Reproduce all the records word for word. Omit images.

▶ [Input]:
┄┄┄┄┄┄

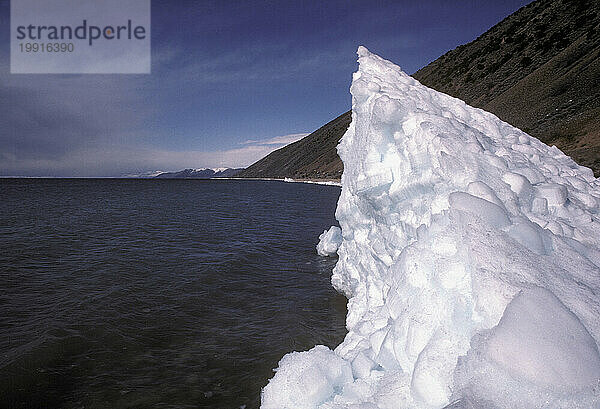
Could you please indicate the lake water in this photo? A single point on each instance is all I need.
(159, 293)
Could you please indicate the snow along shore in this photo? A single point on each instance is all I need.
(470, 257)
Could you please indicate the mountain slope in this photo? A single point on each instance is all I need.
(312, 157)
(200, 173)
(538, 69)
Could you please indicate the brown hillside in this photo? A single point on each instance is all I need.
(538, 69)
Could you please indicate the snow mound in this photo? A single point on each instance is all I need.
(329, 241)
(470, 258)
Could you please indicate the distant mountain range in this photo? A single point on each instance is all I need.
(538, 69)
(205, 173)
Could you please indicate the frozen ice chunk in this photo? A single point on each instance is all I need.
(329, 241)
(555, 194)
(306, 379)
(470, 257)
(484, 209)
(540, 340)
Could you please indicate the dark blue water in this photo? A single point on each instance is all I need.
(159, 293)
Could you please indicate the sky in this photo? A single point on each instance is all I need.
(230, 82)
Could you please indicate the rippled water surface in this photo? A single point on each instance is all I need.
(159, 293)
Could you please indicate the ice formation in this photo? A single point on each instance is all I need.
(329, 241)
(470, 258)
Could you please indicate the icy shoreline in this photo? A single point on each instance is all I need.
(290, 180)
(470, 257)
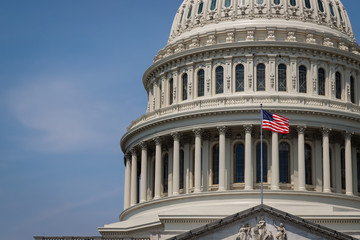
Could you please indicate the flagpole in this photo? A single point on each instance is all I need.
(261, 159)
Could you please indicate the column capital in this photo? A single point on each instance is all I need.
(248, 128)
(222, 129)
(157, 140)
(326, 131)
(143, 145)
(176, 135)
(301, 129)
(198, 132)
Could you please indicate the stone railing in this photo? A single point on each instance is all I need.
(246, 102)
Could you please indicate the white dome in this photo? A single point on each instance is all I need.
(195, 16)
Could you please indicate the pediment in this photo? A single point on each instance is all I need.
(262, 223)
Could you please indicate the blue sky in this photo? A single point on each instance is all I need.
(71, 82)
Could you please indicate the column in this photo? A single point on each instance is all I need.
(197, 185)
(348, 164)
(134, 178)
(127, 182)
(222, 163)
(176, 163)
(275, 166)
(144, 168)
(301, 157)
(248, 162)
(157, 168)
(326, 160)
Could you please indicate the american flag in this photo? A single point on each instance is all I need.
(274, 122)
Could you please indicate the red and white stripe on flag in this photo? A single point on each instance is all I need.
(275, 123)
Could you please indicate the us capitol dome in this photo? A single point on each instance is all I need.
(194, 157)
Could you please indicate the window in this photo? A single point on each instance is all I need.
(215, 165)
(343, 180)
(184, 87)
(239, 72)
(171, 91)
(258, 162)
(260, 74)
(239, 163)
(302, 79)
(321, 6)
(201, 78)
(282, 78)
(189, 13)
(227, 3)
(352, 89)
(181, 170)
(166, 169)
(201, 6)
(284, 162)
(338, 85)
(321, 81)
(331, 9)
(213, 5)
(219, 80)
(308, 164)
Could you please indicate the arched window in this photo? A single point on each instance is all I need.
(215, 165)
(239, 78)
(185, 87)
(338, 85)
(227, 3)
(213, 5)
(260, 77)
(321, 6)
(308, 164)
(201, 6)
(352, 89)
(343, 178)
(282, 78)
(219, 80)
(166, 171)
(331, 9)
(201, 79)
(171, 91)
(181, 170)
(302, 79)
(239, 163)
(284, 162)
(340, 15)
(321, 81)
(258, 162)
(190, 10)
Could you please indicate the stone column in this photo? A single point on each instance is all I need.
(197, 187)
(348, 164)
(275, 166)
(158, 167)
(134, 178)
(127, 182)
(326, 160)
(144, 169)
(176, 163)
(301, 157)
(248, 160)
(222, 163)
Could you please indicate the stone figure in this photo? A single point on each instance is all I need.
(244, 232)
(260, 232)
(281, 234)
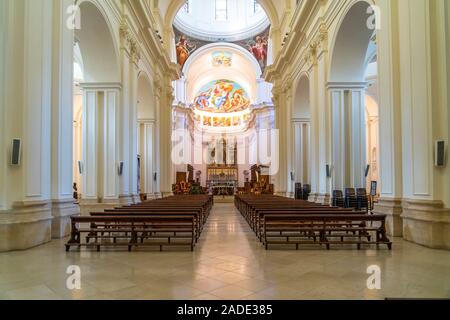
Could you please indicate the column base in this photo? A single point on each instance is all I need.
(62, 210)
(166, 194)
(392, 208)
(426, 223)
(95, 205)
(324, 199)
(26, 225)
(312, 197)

┄┄┄┄┄┄

▶ [Answer for this exercise]:
Could you please indicate the lake water in this photo? A single point on each instance is all I need.
(159, 293)
Could you please indicate the snow along shore in this photo? A single point on each instance is all I need.
(470, 257)
Could you please indicate the mountain slope in this photo? A single point on each instance is all I need.
(312, 157)
(200, 173)
(538, 69)
Could you please indicate the brown hillside in this photo? A single point on each instance is all I need.
(538, 69)
Could you please indicate the snow mound in this photo? A single point on each instance is all I need.
(329, 241)
(470, 258)
Could you please indicate the distant mountain range in this photo? A single point on each instance is all I need.
(538, 69)
(205, 173)
Could you please indicate the frozen ice chunk in this photo? A single point on each instance is all I need.
(329, 241)
(555, 194)
(306, 379)
(470, 257)
(484, 209)
(540, 340)
Could you please indicate the dark blue water in this photo? A single point on each instance is all I need.
(159, 293)
Could you please indicate the sky in this photo? A single point on each instance is all I need.
(230, 82)
Could you please indicate the rippled water surface in this photo? A single point on each instance is all I need.
(159, 293)
Could you please indicate the ice formation in this photo? A single point on each instance is all I need.
(329, 241)
(470, 258)
Could you please indicate the icy shoreline in this photo? A single point on each instance is all I need.
(290, 180)
(470, 257)
Could you please indicate the flagpole in this photo? A single point on each instance is all I need.
(261, 159)
Could you please indicate the column capital in this photo? A single point on each instance is all I need.
(248, 128)
(222, 129)
(157, 140)
(326, 131)
(143, 145)
(176, 135)
(301, 129)
(198, 132)
Could you please indicate the stone railing in this photo? A single point on each instance is all I need.
(246, 102)
Could you please indicate the white dome in this photo? A single point on each instance is all I need.
(195, 16)
Could you please indicate the pediment in this photo? A single point on each instance is all I need.
(262, 223)
Could you please indicate the blue sky in this photo? A single point on each instance is all I need.
(71, 82)
Could you please indicate the column in this photo? A single point on each instance is all I need.
(197, 185)
(348, 164)
(134, 178)
(127, 182)
(222, 163)
(176, 163)
(275, 166)
(144, 168)
(301, 157)
(248, 162)
(157, 168)
(326, 160)
Could you please indicate the american flag in this photo? A single point on each instance is all I need.
(274, 122)
Could you please indicate the red and white stripe on flag in this photo? A single point on each instance is all I need.
(275, 123)
Could you please indicate the us capitol dome in this photo? A single point on each instance is all I need.
(194, 157)
Could you please indicate the window in this photo? A single point on each instance is all I need.
(215, 165)
(343, 180)
(184, 87)
(239, 72)
(171, 91)
(258, 162)
(260, 74)
(239, 163)
(302, 79)
(321, 6)
(201, 78)
(282, 78)
(189, 13)
(227, 3)
(352, 89)
(181, 170)
(166, 169)
(201, 6)
(284, 162)
(338, 85)
(321, 81)
(331, 9)
(213, 5)
(219, 80)
(308, 164)
Could you please indicate the arched window in this photo? A single point on each instance is all I need.
(215, 165)
(239, 78)
(185, 87)
(338, 85)
(227, 3)
(213, 5)
(260, 77)
(321, 6)
(308, 164)
(201, 6)
(352, 89)
(343, 178)
(282, 78)
(219, 80)
(166, 171)
(331, 9)
(201, 79)
(171, 91)
(181, 170)
(302, 79)
(239, 163)
(284, 162)
(340, 15)
(321, 81)
(258, 162)
(190, 10)
Could you please indicate the stone column in this photo? A single point on each instance is all I need.
(197, 187)
(348, 164)
(275, 166)
(158, 167)
(134, 178)
(127, 182)
(326, 160)
(144, 169)
(176, 163)
(301, 157)
(248, 160)
(222, 163)
Could you please indicate the stone figure in this photo? A single point on each instance is all I need.
(244, 232)
(260, 232)
(281, 234)
Could you please indicate the column base in this photo? A single point on each instance is all I need.
(62, 210)
(166, 194)
(392, 208)
(426, 223)
(95, 205)
(324, 199)
(26, 225)
(312, 197)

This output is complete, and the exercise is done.